__EXERCISE DETAILS__: Reproduce every one of the items below word for word, with nothing added, dropped, or changed.

__MATERIAL TO PROCESS__:
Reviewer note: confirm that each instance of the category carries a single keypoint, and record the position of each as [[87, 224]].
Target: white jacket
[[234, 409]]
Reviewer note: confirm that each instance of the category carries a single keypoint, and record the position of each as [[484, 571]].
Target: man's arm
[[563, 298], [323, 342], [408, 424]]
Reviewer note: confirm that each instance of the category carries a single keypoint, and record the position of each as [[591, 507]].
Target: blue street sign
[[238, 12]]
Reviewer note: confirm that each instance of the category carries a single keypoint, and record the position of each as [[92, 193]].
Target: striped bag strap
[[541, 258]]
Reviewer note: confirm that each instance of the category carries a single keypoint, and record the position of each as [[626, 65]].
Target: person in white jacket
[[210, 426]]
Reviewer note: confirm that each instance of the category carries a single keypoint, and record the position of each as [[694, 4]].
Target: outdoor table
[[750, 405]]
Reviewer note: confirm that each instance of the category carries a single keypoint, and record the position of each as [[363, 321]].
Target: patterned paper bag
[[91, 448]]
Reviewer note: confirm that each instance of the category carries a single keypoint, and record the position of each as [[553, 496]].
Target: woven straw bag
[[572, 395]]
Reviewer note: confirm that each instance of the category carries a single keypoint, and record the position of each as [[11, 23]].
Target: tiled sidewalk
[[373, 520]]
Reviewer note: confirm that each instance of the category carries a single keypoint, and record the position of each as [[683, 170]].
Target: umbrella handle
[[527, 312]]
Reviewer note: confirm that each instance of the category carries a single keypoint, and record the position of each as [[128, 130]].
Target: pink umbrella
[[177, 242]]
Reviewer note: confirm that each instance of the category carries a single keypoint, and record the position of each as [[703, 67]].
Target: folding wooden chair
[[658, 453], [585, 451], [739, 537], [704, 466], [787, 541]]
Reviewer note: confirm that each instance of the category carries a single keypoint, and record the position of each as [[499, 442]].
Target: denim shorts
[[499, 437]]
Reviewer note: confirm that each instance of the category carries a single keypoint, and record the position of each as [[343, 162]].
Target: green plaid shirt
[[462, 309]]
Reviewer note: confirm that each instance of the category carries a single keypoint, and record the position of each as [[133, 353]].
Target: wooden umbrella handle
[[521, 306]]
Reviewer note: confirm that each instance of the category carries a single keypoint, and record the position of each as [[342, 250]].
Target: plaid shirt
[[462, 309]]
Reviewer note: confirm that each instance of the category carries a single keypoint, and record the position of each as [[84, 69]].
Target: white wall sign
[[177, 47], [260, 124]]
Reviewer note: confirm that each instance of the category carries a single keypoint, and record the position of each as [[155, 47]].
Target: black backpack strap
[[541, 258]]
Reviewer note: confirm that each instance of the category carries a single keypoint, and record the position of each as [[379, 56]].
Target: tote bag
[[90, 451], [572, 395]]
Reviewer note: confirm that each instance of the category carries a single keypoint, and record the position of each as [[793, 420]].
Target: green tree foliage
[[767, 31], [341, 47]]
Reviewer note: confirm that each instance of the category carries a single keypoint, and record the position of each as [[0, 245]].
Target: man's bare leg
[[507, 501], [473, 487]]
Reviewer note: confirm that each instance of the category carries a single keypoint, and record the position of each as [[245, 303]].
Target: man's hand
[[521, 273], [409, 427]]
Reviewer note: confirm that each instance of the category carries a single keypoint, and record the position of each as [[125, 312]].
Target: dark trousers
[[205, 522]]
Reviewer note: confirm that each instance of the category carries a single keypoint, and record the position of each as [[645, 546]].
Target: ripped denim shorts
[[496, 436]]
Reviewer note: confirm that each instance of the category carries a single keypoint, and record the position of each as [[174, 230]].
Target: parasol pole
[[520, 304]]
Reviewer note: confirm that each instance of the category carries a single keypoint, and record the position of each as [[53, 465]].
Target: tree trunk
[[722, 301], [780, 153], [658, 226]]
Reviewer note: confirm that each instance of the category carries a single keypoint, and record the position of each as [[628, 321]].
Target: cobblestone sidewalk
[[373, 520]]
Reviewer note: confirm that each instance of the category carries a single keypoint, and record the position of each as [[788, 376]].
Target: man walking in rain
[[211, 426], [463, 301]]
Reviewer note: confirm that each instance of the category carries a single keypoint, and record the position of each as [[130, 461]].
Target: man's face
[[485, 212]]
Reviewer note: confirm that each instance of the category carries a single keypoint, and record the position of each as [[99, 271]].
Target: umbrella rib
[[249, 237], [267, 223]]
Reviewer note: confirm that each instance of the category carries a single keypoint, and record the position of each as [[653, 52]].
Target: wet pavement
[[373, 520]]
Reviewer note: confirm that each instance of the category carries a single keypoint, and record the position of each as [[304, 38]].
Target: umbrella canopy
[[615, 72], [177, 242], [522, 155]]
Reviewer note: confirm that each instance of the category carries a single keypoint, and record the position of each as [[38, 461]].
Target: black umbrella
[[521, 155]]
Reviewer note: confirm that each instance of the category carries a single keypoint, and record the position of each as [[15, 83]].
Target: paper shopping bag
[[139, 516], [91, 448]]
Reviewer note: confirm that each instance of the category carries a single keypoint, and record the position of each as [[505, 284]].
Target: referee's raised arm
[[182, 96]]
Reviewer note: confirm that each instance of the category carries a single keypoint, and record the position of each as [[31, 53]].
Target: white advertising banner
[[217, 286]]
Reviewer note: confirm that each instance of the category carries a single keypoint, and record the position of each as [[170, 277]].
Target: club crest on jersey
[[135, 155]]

__CORRECT RESPONSE__:
Reviewer note: confirm that each instance of the category carries a single keypoint, and record the position of each as [[87, 224]].
Target: white jacket
[[234, 409]]
Reviewer note: confirm that each instance of the category carries a single keypoint, and record the position of each as [[484, 571]].
Target: man's arm
[[563, 298], [323, 342], [408, 424]]
Reviewer note: confirm that each instance of the category carries a single keypoint, and record the position of each as [[591, 507]].
Target: blue street sign
[[238, 12]]
Reviewer note: confirm that each instance of the category carries a single keypoint, and record the position of each as [[92, 193]].
Target: striped bag strap
[[541, 258]]
Reviewer note: confirm that each instance of the category carries a single keypoint, and record the position of each as [[626, 65]].
Target: person in white jacket
[[210, 426]]
Reviewer note: confirm that each instance of the category carries a single keypoint, and record the position of each as [[694, 4]].
Target: outdoor table
[[750, 405]]
Reviewer note: confirm that each instance of the category carries a single keypoint, and record the position of each as [[363, 321]].
Target: patterned paper bag
[[91, 448]]
Reviewer note: confirm that each instance of the category carries a single keypoint, and record the position of each as [[553, 496]].
Target: woven straw bag
[[572, 395]]
Reviewer note: confirm that each instance of the category carries a single keypoint, and record the position of each as [[11, 23]].
Target: tiled sidewalk
[[373, 520]]
Reviewer note: confirm that each instance of the category carries a single keypoint, and record the position of each as [[683, 170]].
Target: umbrella handle
[[527, 312]]
Reviewer note: confirm that each instance of the category carries a single keypoint, and record the position of each as [[128, 130]].
Target: pink umbrella
[[177, 242]]
Reviewer note: confirm that each instance of the category carries a single keypoint, and record the position of each as [[703, 67]].
Target: folding wooden chair
[[658, 453], [585, 451], [739, 537], [704, 466], [787, 541]]
Reviewer note: confirm that each instance of the category carries a single keypoint, and record the position of each as [[499, 442]].
Target: denim shorts
[[499, 437]]
Reviewer note: confirm that each instance of the category carries a single keypoint, and record the position of each as [[343, 162]].
Target: green plaid shirt
[[462, 309]]
Reviewer note: confirm that each instance of the category carries a single keypoint, and record the position of each as [[133, 353]].
Target: wooden umbrella handle
[[521, 306]]
Reviewer note: confirm that each instance of the category carries a single keypoint, and record the position of each as [[342, 250]].
Target: plaid shirt
[[462, 309]]
Reviewer note: confirm that each instance of the category carries a single keypoint, and record the position of each as [[84, 69]].
Target: white wall sign
[[177, 47], [260, 124]]
Reviewer note: confirm that each instance of the category carries a single keypoint, and record the position of each as [[155, 47]].
Target: black backpack strap
[[541, 258]]
Reviewer note: confirm that each instance of the category carries a single keypoint, and record the position of each as [[379, 56]].
Target: tote bag
[[90, 451], [572, 395]]
Reviewer note: confirm that each instance of the category carries a single keypoint, and record the position of each as [[793, 420]].
Target: green tree foliage
[[767, 31], [341, 47]]
Reviewer note: confirm that each instance of the category carries a single keypoint, and record the position of each as [[0, 245]].
Target: man's bare leg
[[507, 501], [473, 487]]
Reviewer note: confirm that each instance of the category carries a single keypoint, and record the position of each as [[245, 303]].
Target: man's hand
[[521, 273], [409, 427]]
Reviewer note: confirm that each instance of the category carries a single keypoint, and record the position of each as [[125, 312]].
Target: dark trousers
[[205, 522]]
Reviewer note: confirm that each instance of the category carries a single keypoint, and record the position of each as [[645, 546]].
Target: ripped denim shorts
[[496, 436]]
Reviewer note: confirm that each instance of the category carries a single keypoint, and record the position of each as [[174, 230]].
Target: parasol pole
[[520, 304]]
Reviewer note: confirm that each instance of the category carries a single keypoint, and record the position of each as [[53, 465]].
Target: tree trunk
[[722, 301], [780, 153], [658, 226]]
Reviewer note: confirm that each instance of the category carries a single keypoint, and record the position of each as [[628, 321]].
Target: cobblestone sidewalk
[[373, 520]]
Reviewer note: confirm that each instance of the category carries a single keypoint, and record the position of each as [[788, 376]].
Target: man walking in rain
[[211, 426], [463, 301]]
Reviewer note: confirm that each instance of the category carries a single keypoint, and record the position of each as [[130, 461]].
Target: man's face
[[485, 212]]
Reviewer note: confirm that each instance of the category carries a single keypoint, and record the position of each as [[99, 271]].
Target: umbrella rib
[[249, 237], [267, 223]]
Reviewer note: confirm that each instance of the category carries a single keypoint, and record the position of each as [[653, 52]].
Target: wet pavement
[[373, 520]]
Reviewer note: confirm that each instance of the category carries a single keypoint, and record the position of each as [[304, 38]].
Target: umbrella canopy
[[615, 72], [177, 242], [522, 155]]
Reviewer note: confirm that each instance of the category carries a single keypoint, and record the position of each as [[38, 461]].
Target: black umbrella
[[521, 155]]
Reviewer note: confirm that each instance of the category carries a single keypoint, and record the position of each as [[15, 83]].
Target: paper shopping bag
[[139, 516], [91, 448]]
Reviewer note: confirm that each instance of the category carries a single keypoint, and record the position of each as [[505, 284]].
Target: referee's raised arm
[[182, 96]]
Reviewer note: confirm that each instance of the category carries a single keypoint, and record the position of each as [[31, 53]].
Target: white advertising banner
[[217, 286]]
Reviewer note: confirm that each instance of the category carries a single keypoint, and record the position of each as [[170, 277]].
Target: club crest on jersey
[[135, 155]]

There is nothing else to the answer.